→ **STORED ROWS**
------------------------------------------------------------

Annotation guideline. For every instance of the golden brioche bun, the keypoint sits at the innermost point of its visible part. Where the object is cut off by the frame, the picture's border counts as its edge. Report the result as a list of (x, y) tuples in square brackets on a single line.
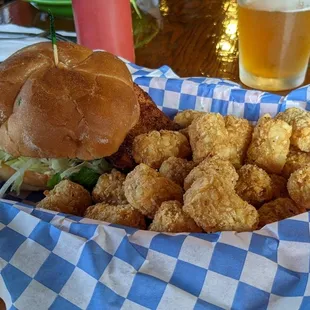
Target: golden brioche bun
[(83, 108)]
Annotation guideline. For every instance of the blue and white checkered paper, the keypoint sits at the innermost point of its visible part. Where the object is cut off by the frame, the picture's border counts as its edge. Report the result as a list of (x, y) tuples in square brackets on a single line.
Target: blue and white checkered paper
[(55, 261)]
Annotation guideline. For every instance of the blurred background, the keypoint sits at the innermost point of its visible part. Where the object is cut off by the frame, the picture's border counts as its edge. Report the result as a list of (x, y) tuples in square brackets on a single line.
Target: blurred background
[(194, 37)]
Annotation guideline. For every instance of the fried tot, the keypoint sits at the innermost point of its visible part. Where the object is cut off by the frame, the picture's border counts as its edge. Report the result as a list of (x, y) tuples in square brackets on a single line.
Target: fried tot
[(184, 132), (300, 121), (66, 197), (124, 215), (176, 169), (214, 206), (240, 135), (155, 147), (295, 160), (146, 189), (109, 189), (171, 218), (209, 137), (270, 144), (298, 186), (254, 185), (186, 117), (208, 168), (278, 210), (279, 186)]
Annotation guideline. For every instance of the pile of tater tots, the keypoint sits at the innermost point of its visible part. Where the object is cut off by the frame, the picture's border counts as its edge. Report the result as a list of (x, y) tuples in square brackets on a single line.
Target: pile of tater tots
[(215, 174)]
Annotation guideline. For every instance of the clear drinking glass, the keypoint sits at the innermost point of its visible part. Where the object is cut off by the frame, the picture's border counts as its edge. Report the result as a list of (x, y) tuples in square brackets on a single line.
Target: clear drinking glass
[(274, 43)]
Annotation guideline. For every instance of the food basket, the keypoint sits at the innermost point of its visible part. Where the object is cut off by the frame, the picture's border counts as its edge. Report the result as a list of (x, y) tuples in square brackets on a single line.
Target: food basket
[(51, 260)]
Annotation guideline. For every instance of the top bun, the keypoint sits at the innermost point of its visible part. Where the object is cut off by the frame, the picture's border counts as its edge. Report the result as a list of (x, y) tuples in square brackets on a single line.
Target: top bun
[(82, 109)]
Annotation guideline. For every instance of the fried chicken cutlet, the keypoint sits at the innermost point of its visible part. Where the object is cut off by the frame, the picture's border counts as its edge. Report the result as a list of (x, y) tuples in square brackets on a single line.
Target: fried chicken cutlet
[(151, 118)]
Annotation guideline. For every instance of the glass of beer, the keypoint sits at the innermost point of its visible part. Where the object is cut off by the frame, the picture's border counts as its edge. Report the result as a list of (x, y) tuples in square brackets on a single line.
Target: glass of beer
[(274, 43)]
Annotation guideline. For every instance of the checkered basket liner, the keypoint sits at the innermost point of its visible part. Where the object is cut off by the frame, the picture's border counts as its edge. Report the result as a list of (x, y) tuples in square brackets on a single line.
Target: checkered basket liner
[(51, 260)]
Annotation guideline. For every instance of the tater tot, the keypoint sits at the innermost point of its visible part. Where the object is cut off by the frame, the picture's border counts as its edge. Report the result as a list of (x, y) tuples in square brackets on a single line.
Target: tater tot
[(155, 147), (295, 160), (122, 215), (216, 207), (209, 137), (300, 121), (171, 218), (298, 186), (270, 144), (109, 188), (186, 117), (254, 185), (240, 135), (176, 169), (278, 210), (66, 197), (184, 132), (208, 168), (146, 189)]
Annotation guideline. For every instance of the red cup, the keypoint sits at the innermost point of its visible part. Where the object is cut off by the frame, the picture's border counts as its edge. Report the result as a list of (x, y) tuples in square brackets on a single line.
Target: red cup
[(105, 24)]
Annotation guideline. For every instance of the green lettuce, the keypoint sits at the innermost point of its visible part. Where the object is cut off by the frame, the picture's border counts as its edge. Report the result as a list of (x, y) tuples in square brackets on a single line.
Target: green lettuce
[(85, 173)]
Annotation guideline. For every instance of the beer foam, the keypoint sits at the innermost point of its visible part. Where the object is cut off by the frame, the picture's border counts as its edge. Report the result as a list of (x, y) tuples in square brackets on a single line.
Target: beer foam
[(277, 5)]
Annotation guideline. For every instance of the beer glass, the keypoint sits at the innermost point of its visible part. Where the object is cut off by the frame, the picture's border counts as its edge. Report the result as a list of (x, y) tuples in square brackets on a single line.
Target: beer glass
[(274, 43)]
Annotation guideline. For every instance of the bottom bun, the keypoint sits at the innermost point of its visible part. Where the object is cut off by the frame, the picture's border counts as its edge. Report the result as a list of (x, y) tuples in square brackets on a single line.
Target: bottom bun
[(33, 181)]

------------------------------------------------------------

→ **WORK TO DO**
In your copy of the records, include no pictures; repeat everything else exactly.

→ **EXERCISE ANSWER**
Annotation guideline. For every instance of the golden brioche bun, the keypoint sits at the innermost point of its visible part. Where the object is cut off by the frame, the picture's border counts as its edge. Report the result as a list of (x, y) tuples in square brackets on a single line.
Target: golden brioche bun
[(83, 108)]
Annotation guideline. For every instance of the blue and white checkered paper, the keypoint sits at the innermost point of its visible part. Where the object is cut off by the frame, the picture's border counts as its edge. Report the result as a list of (x, y) tuples in square brackets on a single line.
Target: blue and white checkered paper
[(55, 261)]
Annotation guideline. For every instance of the blurred background, the keypoint sits at the innermost point of its visible part. Where the object is cut off by the frame, the picture's border counts as its edge. Report the result as a list of (x, y) tuples in square brackets on a single line.
Target: blurred background
[(194, 37)]
Annotation guideline. For every instance of the fried tot, the keypoint sits at the innermost point of its visible part. Where the object is cut off by the frame, the picture's border counts as its edge. Report the result as a list of (x, y) tuples in square brackets on a single line.
Target: fried tot
[(184, 132), (300, 121), (66, 197), (124, 215), (176, 169), (214, 206), (240, 135), (155, 147), (295, 160), (146, 189), (109, 189), (171, 218), (209, 137), (270, 144), (298, 186), (254, 185), (186, 117), (208, 168), (278, 210), (279, 186)]
Annotation guideline. For every instance of the pile of tater tots, the keypoint sits at the innermost point of its visible part. Where the object is cut off by the frame, the picture's border counts as its edge. Report the result as a list of (x, y) tuples in square brackets on a single line.
Target: pile of tater tots
[(215, 174)]
Annotation guideline. For every instance of the clear drinking glass, the keypoint sits at the innermost point of its visible part. Where the object is cut off by the frame, the picture's border counts as its edge. Report the result as a list of (x, y) tuples in square brackets on a single line.
Target: clear drinking glass
[(274, 43)]
Annotation guideline. For every instance of the food basket, the keypoint sits at the innermost point of its visible part. Where the object is cut off by the frame, the picture's border counts as its edge. Report the result as a list of (x, y) tuples in square brackets on a single line.
Target: food basket
[(51, 260)]
Annotation guideline. For every instance of the top bun, the keypoint sits at the innermost point of its visible part. Where the object is cut off by the frame, the picture's border counts as its edge. Report the result as a list of (x, y) tuples in square brackets on a single line.
Target: top bun
[(82, 109)]
Annotation guideline. For every instance of the fried chicken cutlet, the keypoint sits at the innermost point of its visible part. Where the object is cut off by the frame, the picture's border counts as its edge. Report the result as a list of (x, y) tuples in square brackets on a single line.
Target: fried chicken cutlet
[(151, 118)]
Annotation guideline. For every instance of the glass of beer, the keypoint sits at the innermost point of its visible part. Where the object is cut off by the frame, the picture's border counts as its edge. Report the result as a list of (x, y) tuples in square brackets on a single line.
Target: glass of beer
[(274, 43)]
Annotation guideline. For every instance of the checkered basket liner, the keypoint sits at the innermost point of its visible part. Where the object is cut off by the frame, the picture's border counts as its edge. Report the result as a list of (x, y) tuples in square brackets on a single line.
Target: checkered basket liner
[(51, 260)]
Annotation guideline. For every instance of the tater tot, the keypoint sits at the innermost point of its visible part. Where the object is cut off by the frame, the picture's border counts as its edge. Report the result as a list of (x, y) tuples in square brackets on a single line.
Target: tater tot
[(155, 147), (295, 160), (122, 215), (216, 207), (209, 137), (300, 121), (171, 218), (298, 186), (270, 144), (109, 188), (186, 117), (254, 185), (240, 135), (176, 169), (278, 210), (66, 197), (184, 132), (208, 168), (146, 189)]
Annotation guideline. For every instance of the red cup, the keypoint sits at the innermost point of its visible part. Where the object is cut off by the frame, the picture's border counts as its edge. Report the result as a list of (x, y) tuples in square brackets on a single line.
Target: red cup
[(105, 24)]
Annotation guideline. For every instance of the green lettuce, the keypoint sits at the innermost point of its visible part. Where the object is cut off by the frame, the picture's border counts as its edge. Report the result as a list of (x, y) tuples in square brackets on a single line.
Target: green lettuce
[(85, 173)]
Annotation guideline. For every instance of the beer foam, the keypoint sits at the innermost point of its visible part. Where the object is cut off by the frame, the picture's border counts as its edge. Report the result as a list of (x, y) tuples in square brackets on a single line.
Target: beer foam
[(277, 5)]
Annotation guideline. For every instance of the beer glass, the keypoint sits at the innermost point of its visible part. Where the object is cut off by the frame, the picture's border counts as its edge. Report the result as a list of (x, y) tuples in square brackets on a single line.
Target: beer glass
[(274, 43)]
Annotation guideline. For every instance of the bottom bun, the keypoint sits at the innermost point of its visible part. Where the object is cut off by the frame, the picture's border counts as its edge. Report the result as a list of (x, y) tuples in square brackets on a single line.
Target: bottom bun
[(33, 181)]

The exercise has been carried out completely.